- [Data records]:
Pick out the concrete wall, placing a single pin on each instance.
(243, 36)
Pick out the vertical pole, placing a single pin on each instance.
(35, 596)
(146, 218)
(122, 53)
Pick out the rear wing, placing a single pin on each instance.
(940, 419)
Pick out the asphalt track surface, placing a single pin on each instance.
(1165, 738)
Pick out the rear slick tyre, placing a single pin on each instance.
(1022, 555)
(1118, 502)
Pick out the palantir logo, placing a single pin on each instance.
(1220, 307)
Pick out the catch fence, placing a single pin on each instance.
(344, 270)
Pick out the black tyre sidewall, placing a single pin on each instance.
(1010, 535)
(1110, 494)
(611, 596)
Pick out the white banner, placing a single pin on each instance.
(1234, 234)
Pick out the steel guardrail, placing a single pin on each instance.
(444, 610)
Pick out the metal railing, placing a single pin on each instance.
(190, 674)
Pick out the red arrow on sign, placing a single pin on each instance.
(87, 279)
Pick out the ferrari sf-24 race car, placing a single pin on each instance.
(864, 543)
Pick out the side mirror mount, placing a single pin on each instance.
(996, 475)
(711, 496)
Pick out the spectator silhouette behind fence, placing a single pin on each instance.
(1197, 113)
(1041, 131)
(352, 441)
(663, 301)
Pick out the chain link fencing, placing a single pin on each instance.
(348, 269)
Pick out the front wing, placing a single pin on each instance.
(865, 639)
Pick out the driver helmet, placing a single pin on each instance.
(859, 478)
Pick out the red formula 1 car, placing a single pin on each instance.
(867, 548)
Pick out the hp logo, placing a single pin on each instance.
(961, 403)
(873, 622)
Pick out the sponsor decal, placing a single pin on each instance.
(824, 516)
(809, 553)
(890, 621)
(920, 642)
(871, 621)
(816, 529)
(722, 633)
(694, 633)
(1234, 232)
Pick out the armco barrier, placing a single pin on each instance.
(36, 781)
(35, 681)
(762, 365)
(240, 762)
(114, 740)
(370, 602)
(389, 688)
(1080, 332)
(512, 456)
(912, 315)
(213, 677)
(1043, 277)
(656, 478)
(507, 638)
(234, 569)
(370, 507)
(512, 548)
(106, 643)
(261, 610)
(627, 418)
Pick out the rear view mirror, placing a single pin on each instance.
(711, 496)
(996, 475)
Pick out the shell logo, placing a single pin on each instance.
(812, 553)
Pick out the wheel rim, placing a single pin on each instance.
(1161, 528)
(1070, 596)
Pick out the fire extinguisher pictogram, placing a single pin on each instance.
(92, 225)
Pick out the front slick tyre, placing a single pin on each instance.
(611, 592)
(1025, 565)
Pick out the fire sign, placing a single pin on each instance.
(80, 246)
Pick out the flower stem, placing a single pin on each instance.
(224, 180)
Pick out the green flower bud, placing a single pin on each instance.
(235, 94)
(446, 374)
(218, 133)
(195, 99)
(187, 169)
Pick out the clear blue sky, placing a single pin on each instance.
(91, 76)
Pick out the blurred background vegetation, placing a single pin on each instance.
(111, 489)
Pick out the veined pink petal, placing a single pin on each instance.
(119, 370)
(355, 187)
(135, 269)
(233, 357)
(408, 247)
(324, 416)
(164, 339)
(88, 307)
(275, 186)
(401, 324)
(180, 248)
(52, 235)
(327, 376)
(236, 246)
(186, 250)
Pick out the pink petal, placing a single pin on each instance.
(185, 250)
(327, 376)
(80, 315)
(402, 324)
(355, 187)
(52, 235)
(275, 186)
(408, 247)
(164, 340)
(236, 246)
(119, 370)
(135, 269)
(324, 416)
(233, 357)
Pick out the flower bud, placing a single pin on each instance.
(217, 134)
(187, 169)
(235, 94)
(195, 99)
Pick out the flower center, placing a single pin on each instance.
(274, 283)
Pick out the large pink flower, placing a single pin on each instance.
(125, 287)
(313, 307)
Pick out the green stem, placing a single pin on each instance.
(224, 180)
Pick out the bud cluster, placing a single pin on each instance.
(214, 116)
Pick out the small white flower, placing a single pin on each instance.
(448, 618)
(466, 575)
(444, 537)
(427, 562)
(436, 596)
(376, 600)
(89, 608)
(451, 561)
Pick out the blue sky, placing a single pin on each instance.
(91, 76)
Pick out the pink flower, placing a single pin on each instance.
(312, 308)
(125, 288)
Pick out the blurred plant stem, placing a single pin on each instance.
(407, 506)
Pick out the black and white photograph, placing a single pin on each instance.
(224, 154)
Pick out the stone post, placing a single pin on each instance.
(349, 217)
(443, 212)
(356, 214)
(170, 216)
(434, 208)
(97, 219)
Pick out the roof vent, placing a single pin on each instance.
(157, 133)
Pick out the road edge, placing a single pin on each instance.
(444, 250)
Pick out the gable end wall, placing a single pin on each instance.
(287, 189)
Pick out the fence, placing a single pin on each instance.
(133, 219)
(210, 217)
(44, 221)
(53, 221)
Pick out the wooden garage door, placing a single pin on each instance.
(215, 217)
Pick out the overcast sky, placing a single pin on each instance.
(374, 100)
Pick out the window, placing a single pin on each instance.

- [Work to do]: Reproduce all of the material, replacing every occurrence of "a single pin" with "one marker" and leaving everything else unchanged.

- [Reply to the exercise]:
Pick out the concrete wall, placing one marker on each instance.
(243, 36)
Pick out the vertical pole, placing one marker on each instance.
(35, 596)
(146, 218)
(122, 53)
Pick out the rear wing, placing one marker on each instance.
(940, 419)
Pick out the asphalt track surface, placing one marker on each instance.
(1165, 738)
Pick out the rear slick tyre, placing one marker on each instance.
(1022, 555)
(1118, 502)
Pick out the palantir logo, placing one marker on each instance.
(1220, 307)
Pick out the catch fence, placing one marker on each instance.
(344, 270)
Pick out the black tyre sidewall, placing one marker on each instance.
(1010, 535)
(1110, 494)
(611, 596)
Pick out the white banner, placing one marker on each instance.
(1234, 234)
Pick out the steel guardrail, placing one marker on each instance.
(444, 610)
Pick out the metal railing, placing one marker on each instance.
(190, 674)
Pick out the red arrow on sign, placing one marker on each instance.
(87, 279)
Pick out the ferrari sf-24 race car, placing one marker on each instance.
(864, 543)
Pick out the side mirror mount, placing one marker on each instance.
(996, 475)
(711, 496)
Pick out the spectator silhouette behind fence, placing one marker on each instance.
(1197, 113)
(1041, 131)
(352, 441)
(663, 301)
Pick out the chain link fencing, placing one marker on each instance.
(348, 269)
Pick out the front wing, placing one marker on each instance.
(865, 639)
Pick out the driver helmet, placing one marker on each instance.
(859, 478)
Pick out the red formula 1 car, placing one marker on each instance.
(867, 548)
Pick out the hp logo, placing one marker on each instance.
(961, 403)
(873, 622)
Pick out the sponsor decal, placing one marker on each instance.
(824, 516)
(809, 553)
(890, 621)
(920, 642)
(871, 621)
(816, 529)
(722, 633)
(694, 633)
(1234, 232)
Pick out the armco barrier, placing one marker on each instance.
(36, 781)
(35, 681)
(762, 365)
(240, 762)
(114, 740)
(370, 602)
(389, 688)
(1080, 332)
(512, 456)
(912, 315)
(213, 677)
(1043, 277)
(656, 478)
(507, 638)
(234, 569)
(370, 507)
(512, 548)
(106, 643)
(261, 610)
(627, 418)
Pick out the rear view mirror, placing one marker on each instance.
(711, 496)
(996, 475)
Pick out the shell logo, placing one marker on each instance.
(812, 553)
Pick out the wheel rim, placing one marker on each instance.
(1161, 528)
(1070, 596)
Pick out the fire extinguisher pictogram, placing one marker on each instance.
(92, 225)
Pick out the front slick tyre, placing one marker on each instance.
(611, 592)
(1025, 565)
Pick out the fire sign, placing one marker on each instance.
(80, 246)
Pick out the flower stem, placing one marker on each instance.
(224, 180)
Pick out the green flower bud, placing one marker on each instance.
(235, 94)
(446, 374)
(218, 133)
(195, 99)
(187, 169)
Pick out the clear blue sky, placing one marker on each instance.
(91, 76)
Pick out the blurred background vegetation, placing one marker on each instance.
(111, 489)
Pick out the veined pink petal, placing one marker on each instance.
(119, 370)
(355, 187)
(135, 269)
(233, 357)
(408, 247)
(324, 416)
(164, 339)
(88, 307)
(275, 186)
(401, 324)
(180, 248)
(52, 235)
(327, 376)
(236, 246)
(186, 250)
Pick out the pink petal, placing one marker on each instance.
(185, 250)
(327, 376)
(80, 315)
(402, 324)
(355, 187)
(52, 235)
(275, 186)
(408, 247)
(164, 340)
(236, 246)
(119, 370)
(135, 269)
(324, 416)
(233, 357)
Pick out the flower bud, placing one marker on each instance.
(217, 134)
(187, 169)
(235, 94)
(195, 99)
Pick out the flower center, placing one marker on each instance.
(274, 283)
Pick out the large pink flower, placing one marker on each instance.
(125, 287)
(313, 307)
Pick out the green stem, placing one marker on each instance.
(224, 180)
Pick out the bud cluster, placing one marker on each instance.
(214, 116)
Pick out the small white flower, placing one marker on each instance.
(448, 618)
(466, 575)
(444, 537)
(427, 562)
(436, 596)
(376, 600)
(89, 608)
(451, 561)
Pick out the blue sky, placing one marker on each instance.
(91, 76)
Pick out the pink flower, placing one marker on each instance.
(312, 308)
(125, 288)
Pick out the blurred plant stem, placing one marker on each instance.
(407, 506)
Pick out the black and white photograph, placing one marker on each instance.
(224, 154)
Pick out the stone post, placing one marker on each instance.
(349, 217)
(443, 212)
(356, 214)
(170, 216)
(434, 208)
(97, 219)
Pick out the roof vent, placing one marker on each instance.
(157, 133)
Pick out the road edge, placing one marker on each instance.
(444, 250)
Pick out the gable end wall, placing one marker on each instance.
(287, 189)
Pick out the fence, placing one marker on each instance.
(133, 219)
(210, 217)
(44, 221)
(53, 221)
Pick out the wooden garage door, placing one marker on each instance.
(215, 217)
Pick out the overcast sky, placing one marker on each instance.
(374, 100)
Pick out the window, placing one marker on each instance.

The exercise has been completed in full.